Passage for review section start
7000 pigs to die on one farm
 
2005-04-14

Malané Bosman

THE devastation of blue ear pig disease struck a major piggery at Klapmuts two weeks after a burglary and theft and 7000 pigs must be put down.

“It might be coincidence,” owner Mike Heramb of Uitzig said this week. “But that is exactly the gestation period of the disease.”

Contrary to the belief that the virus spreads through air, direct contact is necessary. Had the burglars been wearing boots covered in manure from affected pigs, the disease could easily have been brought to Uitzig.

Other farmers sympathised with Heramb, chairman of the Pork Producers Association.

“Mike has one of the cleanest and most hygienic and secure piggeries in the country. It is a great loss for him.”

Says Heramb: “It is not only the financial loss, but also the emotional trauma of having to destroy our 7000 pigs.”

Uitzig will be out of production for at least six months after the quarantine has been lifted, with an estimated loss of R1 million.

“But this is the only way. We are trying to eradicate the virus in the Western Cape and prevent it from spreading to the rest of the country.

“We have to start with a clean slate.”

The Ministry of Agriculture has put up funding of R3 million for the eradication of pigs belonging to emerging farmers in the area.

Healthy pigs will then be made available to these farmers by the pork industry.

Pigs on more than 80 sites in the Boland have tested positive to the disease since the start of the outbreak in March, in sties used by informal farmers.

Heramb’s Uitzig is the only major piggery affected.

Consumption of meat from sick pigs is not harmful to humans. It causes respiratory problems only in pigs, with sows aborting or giving birth to premature or still-born litters.

The implementation of permit control on the movement of pigs in the Boland has been extended in an effort to curb the spread of blue ear disease.

The movement restriction now covers the area from Gordon’s Bay along the Hottentots Mountains, Du Toit’s Kloof to Gouda and up to Velddrif.

The Cape Metropole is also included in the area where a transport permit from a State Veterinarian is needed.

There is a ban on the sale of live pigs at auctions in the Boland, while pigs from affected farms remain under quarantine and can only be taken for slaughter at an abattoir under cover of a permit.
Passage for review section end
Given data section start
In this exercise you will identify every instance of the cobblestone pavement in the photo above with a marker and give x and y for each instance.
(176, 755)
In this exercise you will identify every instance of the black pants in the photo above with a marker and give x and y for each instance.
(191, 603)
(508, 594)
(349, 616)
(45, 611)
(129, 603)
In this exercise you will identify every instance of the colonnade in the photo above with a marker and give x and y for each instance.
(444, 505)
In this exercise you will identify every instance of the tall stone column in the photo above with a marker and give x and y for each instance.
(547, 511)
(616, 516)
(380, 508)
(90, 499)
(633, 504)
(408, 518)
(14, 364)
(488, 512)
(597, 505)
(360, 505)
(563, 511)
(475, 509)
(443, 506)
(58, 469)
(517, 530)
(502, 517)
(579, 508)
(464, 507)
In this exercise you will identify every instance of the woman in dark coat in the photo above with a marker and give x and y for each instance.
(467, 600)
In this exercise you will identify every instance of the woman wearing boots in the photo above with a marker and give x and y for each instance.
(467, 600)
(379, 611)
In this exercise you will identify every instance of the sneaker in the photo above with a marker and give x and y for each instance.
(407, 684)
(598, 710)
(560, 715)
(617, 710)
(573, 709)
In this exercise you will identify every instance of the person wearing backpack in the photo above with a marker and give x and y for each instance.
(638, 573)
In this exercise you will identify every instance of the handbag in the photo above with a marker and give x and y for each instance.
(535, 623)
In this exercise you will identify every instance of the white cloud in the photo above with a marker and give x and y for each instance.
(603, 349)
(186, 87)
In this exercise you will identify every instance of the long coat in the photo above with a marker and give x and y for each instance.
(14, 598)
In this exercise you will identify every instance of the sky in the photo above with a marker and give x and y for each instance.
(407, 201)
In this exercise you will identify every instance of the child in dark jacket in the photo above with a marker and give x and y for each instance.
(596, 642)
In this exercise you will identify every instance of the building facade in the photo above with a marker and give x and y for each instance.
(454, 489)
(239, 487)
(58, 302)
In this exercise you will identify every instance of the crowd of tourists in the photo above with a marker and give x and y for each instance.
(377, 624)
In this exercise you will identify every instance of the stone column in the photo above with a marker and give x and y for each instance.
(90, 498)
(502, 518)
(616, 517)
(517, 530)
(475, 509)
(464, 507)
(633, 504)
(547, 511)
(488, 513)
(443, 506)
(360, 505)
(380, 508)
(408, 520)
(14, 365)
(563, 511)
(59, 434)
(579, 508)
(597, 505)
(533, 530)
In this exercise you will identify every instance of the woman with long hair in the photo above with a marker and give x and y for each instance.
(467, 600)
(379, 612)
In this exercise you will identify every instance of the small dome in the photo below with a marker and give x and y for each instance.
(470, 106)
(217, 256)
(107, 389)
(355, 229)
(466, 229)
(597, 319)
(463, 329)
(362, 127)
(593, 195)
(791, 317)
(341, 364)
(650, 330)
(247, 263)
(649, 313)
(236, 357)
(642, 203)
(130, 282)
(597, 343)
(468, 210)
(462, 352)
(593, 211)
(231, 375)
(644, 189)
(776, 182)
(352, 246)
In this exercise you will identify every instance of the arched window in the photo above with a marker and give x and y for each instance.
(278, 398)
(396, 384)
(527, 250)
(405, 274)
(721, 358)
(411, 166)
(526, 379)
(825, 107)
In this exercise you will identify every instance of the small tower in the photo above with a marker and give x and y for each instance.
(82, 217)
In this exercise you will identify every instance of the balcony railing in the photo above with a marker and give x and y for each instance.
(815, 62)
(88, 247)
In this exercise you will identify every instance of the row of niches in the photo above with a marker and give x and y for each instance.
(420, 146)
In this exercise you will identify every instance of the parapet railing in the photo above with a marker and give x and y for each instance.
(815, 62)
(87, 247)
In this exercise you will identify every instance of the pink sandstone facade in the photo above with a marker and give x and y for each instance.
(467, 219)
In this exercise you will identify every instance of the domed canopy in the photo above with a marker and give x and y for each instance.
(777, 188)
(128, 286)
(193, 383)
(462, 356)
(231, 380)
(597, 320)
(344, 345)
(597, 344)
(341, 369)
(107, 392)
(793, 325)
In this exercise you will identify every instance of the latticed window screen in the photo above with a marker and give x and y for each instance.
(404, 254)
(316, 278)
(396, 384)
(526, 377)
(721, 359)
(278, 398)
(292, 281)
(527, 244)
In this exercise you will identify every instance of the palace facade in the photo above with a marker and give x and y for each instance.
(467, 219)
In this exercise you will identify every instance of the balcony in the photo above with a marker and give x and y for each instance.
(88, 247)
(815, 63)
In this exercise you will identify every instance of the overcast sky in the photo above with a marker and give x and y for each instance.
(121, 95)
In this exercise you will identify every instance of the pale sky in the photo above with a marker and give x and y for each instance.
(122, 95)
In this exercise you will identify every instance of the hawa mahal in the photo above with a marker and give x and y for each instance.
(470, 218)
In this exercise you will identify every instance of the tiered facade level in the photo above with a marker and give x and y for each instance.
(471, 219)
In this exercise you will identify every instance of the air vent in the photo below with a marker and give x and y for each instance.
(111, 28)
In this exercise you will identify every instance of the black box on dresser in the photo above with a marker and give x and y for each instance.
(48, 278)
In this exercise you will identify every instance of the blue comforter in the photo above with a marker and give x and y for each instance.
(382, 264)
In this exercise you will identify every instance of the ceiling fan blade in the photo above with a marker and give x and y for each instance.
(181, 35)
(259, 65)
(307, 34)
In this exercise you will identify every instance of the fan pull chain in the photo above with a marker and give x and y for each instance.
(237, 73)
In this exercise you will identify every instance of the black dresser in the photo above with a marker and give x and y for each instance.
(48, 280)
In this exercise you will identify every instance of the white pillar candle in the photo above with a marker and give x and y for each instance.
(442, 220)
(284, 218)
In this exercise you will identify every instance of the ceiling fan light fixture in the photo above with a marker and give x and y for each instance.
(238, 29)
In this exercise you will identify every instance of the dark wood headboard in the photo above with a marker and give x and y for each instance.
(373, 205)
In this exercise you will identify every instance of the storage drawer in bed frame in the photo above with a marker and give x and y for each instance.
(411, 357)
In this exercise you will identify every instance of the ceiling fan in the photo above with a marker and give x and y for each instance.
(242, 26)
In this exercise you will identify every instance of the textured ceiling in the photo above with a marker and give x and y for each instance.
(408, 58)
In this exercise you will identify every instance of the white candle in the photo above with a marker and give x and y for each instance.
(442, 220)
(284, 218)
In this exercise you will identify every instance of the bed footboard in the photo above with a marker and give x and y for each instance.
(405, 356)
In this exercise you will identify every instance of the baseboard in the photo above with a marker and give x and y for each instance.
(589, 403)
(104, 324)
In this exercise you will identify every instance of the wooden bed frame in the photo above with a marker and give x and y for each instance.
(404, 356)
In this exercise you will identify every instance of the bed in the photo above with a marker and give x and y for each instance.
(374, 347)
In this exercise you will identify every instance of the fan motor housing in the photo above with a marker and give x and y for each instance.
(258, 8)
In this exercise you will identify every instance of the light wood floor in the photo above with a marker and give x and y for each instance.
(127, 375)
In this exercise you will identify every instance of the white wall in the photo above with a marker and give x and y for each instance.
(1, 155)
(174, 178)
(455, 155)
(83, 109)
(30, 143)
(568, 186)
Given data section end
■ **What is expected**
Please mark each statement yes or no according to the article about blue ear pig disease, quoting the article's deciding words for each. (a) The virus needs direct contact to spread. (b) Eating meat from sick pigs is harmful to humans. (c) The Cape Metropole lies within the area where moving pigs requires a transport permit. Rely only on the article about blue ear pig disease for what comes next.

■ **Response**
(a) Yes: "Contrary to the belief that the virus spreads through air, direct contact is necessary."
(b) No: "Consumption of meat from sick pigs is not harmful to humans."
(c) Yes: "The Cape Metropole is also included in the area where a transport permit from a State Veterinarian is needed."